[Records]
# # # # # # #

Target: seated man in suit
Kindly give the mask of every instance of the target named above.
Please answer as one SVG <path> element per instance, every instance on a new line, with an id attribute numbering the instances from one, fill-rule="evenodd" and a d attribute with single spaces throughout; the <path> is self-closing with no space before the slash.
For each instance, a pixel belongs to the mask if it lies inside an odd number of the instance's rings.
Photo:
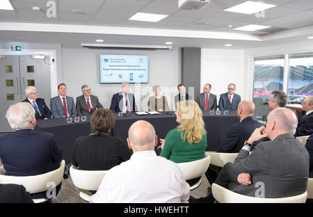
<path id="1" fill-rule="evenodd" d="M 56 170 L 60 166 L 62 150 L 54 135 L 34 131 L 35 109 L 28 102 L 10 106 L 6 118 L 14 134 L 0 137 L 0 158 L 6 175 L 32 176 Z M 56 191 L 61 184 L 56 186 Z M 33 198 L 49 198 L 45 192 L 31 195 Z"/>
<path id="2" fill-rule="evenodd" d="M 228 85 L 228 93 L 220 95 L 218 101 L 218 109 L 220 110 L 237 110 L 238 104 L 241 101 L 241 97 L 234 93 L 236 85 L 230 83 Z"/>
<path id="3" fill-rule="evenodd" d="M 313 133 L 313 96 L 306 97 L 301 104 L 305 115 L 299 120 L 295 136 L 308 136 Z"/>
<path id="4" fill-rule="evenodd" d="M 175 108 L 177 109 L 177 104 L 182 100 L 193 99 L 193 97 L 186 93 L 186 88 L 184 84 L 181 83 L 177 86 L 178 94 L 175 96 L 174 102 L 175 104 Z"/>
<path id="5" fill-rule="evenodd" d="M 203 93 L 200 93 L 195 99 L 195 102 L 202 111 L 216 110 L 217 108 L 216 95 L 210 93 L 211 88 L 211 84 L 204 84 Z"/>
<path id="6" fill-rule="evenodd" d="M 27 96 L 23 102 L 29 102 L 35 108 L 35 117 L 38 119 L 50 119 L 51 111 L 47 106 L 45 99 L 38 98 L 38 91 L 34 86 L 28 86 L 25 89 L 25 95 Z"/>
<path id="7" fill-rule="evenodd" d="M 77 116 L 73 97 L 66 95 L 67 89 L 65 83 L 60 83 L 58 86 L 58 96 L 50 99 L 51 111 L 54 118 Z"/>
<path id="8" fill-rule="evenodd" d="M 129 84 L 124 82 L 122 84 L 122 91 L 113 95 L 111 100 L 110 110 L 114 113 L 120 111 L 129 113 L 131 111 L 137 111 L 135 102 L 135 96 L 129 93 Z"/>
<path id="9" fill-rule="evenodd" d="M 83 95 L 76 98 L 76 110 L 79 116 L 91 115 L 97 108 L 103 108 L 98 97 L 91 95 L 90 88 L 84 84 L 81 86 Z"/>
<path id="10" fill-rule="evenodd" d="M 223 166 L 215 183 L 224 188 L 232 183 L 230 190 L 251 197 L 278 198 L 305 192 L 309 154 L 293 136 L 297 122 L 289 109 L 272 111 L 267 116 L 266 126 L 254 131 L 234 163 Z M 265 137 L 271 140 L 258 144 L 249 154 L 252 144 Z M 207 197 L 199 200 L 213 202 L 214 198 L 209 192 Z"/>

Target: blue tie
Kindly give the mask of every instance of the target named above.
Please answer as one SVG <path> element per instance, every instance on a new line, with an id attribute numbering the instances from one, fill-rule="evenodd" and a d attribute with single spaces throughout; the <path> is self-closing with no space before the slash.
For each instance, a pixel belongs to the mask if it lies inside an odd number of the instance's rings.
<path id="1" fill-rule="evenodd" d="M 39 115 L 41 116 L 40 111 L 39 111 L 38 107 L 37 107 L 36 104 L 35 104 L 35 101 L 33 101 L 33 106 L 35 108 L 35 109 L 38 112 Z"/>

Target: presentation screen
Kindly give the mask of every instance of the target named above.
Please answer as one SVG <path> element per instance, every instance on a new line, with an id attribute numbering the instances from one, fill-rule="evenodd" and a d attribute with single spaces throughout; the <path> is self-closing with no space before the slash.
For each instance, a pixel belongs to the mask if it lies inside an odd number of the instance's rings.
<path id="1" fill-rule="evenodd" d="M 149 56 L 100 54 L 100 83 L 149 83 Z"/>

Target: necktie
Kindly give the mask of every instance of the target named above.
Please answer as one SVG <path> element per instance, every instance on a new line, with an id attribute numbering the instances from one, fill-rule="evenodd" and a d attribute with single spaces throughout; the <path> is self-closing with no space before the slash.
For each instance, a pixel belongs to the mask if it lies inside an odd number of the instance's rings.
<path id="1" fill-rule="evenodd" d="M 36 104 L 35 103 L 35 101 L 33 101 L 33 106 L 35 108 L 35 109 L 38 112 L 39 115 L 41 116 L 40 111 L 39 111 L 38 107 L 37 107 Z"/>
<path id="2" fill-rule="evenodd" d="M 127 112 L 129 113 L 130 113 L 130 110 L 129 110 L 129 105 L 128 104 L 127 95 L 125 95 L 125 99 L 126 99 L 126 107 L 127 108 Z"/>
<path id="3" fill-rule="evenodd" d="M 89 99 L 87 99 L 87 106 L 88 106 L 89 113 L 90 113 L 93 111 L 93 108 L 91 108 L 90 104 L 89 103 Z"/>
<path id="4" fill-rule="evenodd" d="M 205 100 L 205 111 L 209 110 L 209 95 L 207 94 L 207 99 Z"/>
<path id="5" fill-rule="evenodd" d="M 62 99 L 63 99 L 64 117 L 67 118 L 67 109 L 66 108 L 65 97 L 62 97 Z"/>

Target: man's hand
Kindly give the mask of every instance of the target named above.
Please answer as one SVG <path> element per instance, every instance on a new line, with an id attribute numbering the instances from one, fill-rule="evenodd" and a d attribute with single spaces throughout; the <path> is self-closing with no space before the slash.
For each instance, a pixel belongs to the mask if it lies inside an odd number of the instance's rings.
<path id="1" fill-rule="evenodd" d="M 268 135 L 264 133 L 264 126 L 255 129 L 250 138 L 248 139 L 248 143 L 252 144 L 254 142 L 259 140 L 261 138 L 267 137 Z"/>
<path id="2" fill-rule="evenodd" d="M 249 173 L 241 173 L 238 175 L 237 181 L 244 186 L 248 186 L 251 184 L 251 176 Z"/>

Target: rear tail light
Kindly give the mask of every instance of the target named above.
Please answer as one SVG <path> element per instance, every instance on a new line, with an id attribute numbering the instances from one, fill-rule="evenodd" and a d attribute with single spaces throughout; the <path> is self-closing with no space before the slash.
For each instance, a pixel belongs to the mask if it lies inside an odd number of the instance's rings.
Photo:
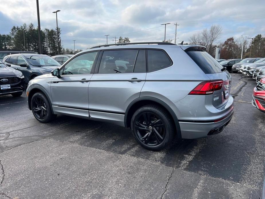
<path id="1" fill-rule="evenodd" d="M 223 87 L 223 81 L 204 81 L 201 82 L 189 94 L 189 95 L 210 95 Z"/>

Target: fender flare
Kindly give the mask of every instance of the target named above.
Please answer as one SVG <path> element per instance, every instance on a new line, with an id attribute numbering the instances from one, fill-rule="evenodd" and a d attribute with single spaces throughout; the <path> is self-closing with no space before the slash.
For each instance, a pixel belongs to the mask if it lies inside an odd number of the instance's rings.
<path id="1" fill-rule="evenodd" d="M 48 99 L 48 101 L 49 101 L 49 103 L 50 103 L 50 105 L 51 106 L 51 109 L 52 109 L 52 114 L 54 114 L 54 113 L 53 112 L 53 109 L 52 108 L 52 102 L 51 101 L 50 99 L 50 97 L 49 97 L 49 95 L 48 95 L 48 93 L 47 93 L 47 92 L 46 92 L 46 91 L 45 90 L 45 89 L 42 88 L 41 87 L 39 86 L 34 86 L 32 85 L 32 87 L 30 88 L 30 90 L 29 91 L 29 94 L 30 93 L 31 91 L 33 89 L 37 89 L 40 90 L 46 96 L 46 97 L 47 97 L 47 99 Z M 28 100 L 28 106 L 30 110 L 31 110 L 31 102 L 30 102 L 29 100 Z"/>
<path id="2" fill-rule="evenodd" d="M 168 105 L 166 104 L 157 98 L 154 97 L 141 97 L 136 99 L 133 101 L 132 102 L 129 104 L 127 109 L 126 109 L 126 111 L 125 112 L 125 114 L 124 115 L 124 126 L 126 127 L 127 127 L 128 126 L 127 125 L 127 117 L 128 116 L 128 114 L 129 112 L 129 110 L 131 108 L 131 107 L 134 105 L 136 103 L 140 101 L 142 101 L 144 100 L 148 100 L 151 101 L 153 101 L 158 104 L 159 104 L 160 105 L 162 106 L 164 108 L 165 108 L 169 113 L 171 116 L 173 118 L 174 120 L 174 122 L 176 126 L 176 129 L 177 130 L 177 136 L 178 138 L 178 139 L 181 138 L 181 133 L 180 131 L 180 126 L 179 125 L 179 123 L 178 122 L 178 120 L 177 116 L 176 115 L 175 113 L 173 111 L 173 110 Z"/>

# # # # # # #

DO THIS. Reproduce verbatim the lines of the records starting at the line containing "Target: man's hand" and ending at the line containing "223 87 L 223", including both ends. Omit the pictures from your answer.

THE RESULT.
Target: man's hand
Kindly give the mask of every instance of the target named above.
Please answer as one SVG <path> element per instance, every instance on a new line, with an id attribute numbering the instances from one, fill-rule="evenodd" and a d attribute with single spaces throughout; the <path> is self-closing with no space before the slash.
For each instance, a pixel belongs to the mask if it lies inside an odd number of the instance's rings.
<path id="1" fill-rule="evenodd" d="M 268 135 L 264 133 L 264 126 L 255 129 L 250 138 L 248 139 L 248 143 L 252 144 L 254 142 L 259 140 L 261 138 L 267 137 Z"/>
<path id="2" fill-rule="evenodd" d="M 249 173 L 241 173 L 238 175 L 237 181 L 244 186 L 248 186 L 251 184 L 251 176 Z"/>

Target: rear tail light
Kindly give the mask of every instance of the target named above.
Please answer as one SVG <path> element per instance, every instance on a new line, with an id attribute numbering the instances from one, fill-rule="evenodd" and a d attribute with single spaces throughout; the <path> is self-closing with no space before the slash.
For each instance, a pixel belongs to the mask if it lies inside an odd number of the instance's rings.
Photo:
<path id="1" fill-rule="evenodd" d="M 223 87 L 223 81 L 204 81 L 201 82 L 189 94 L 189 95 L 210 95 Z"/>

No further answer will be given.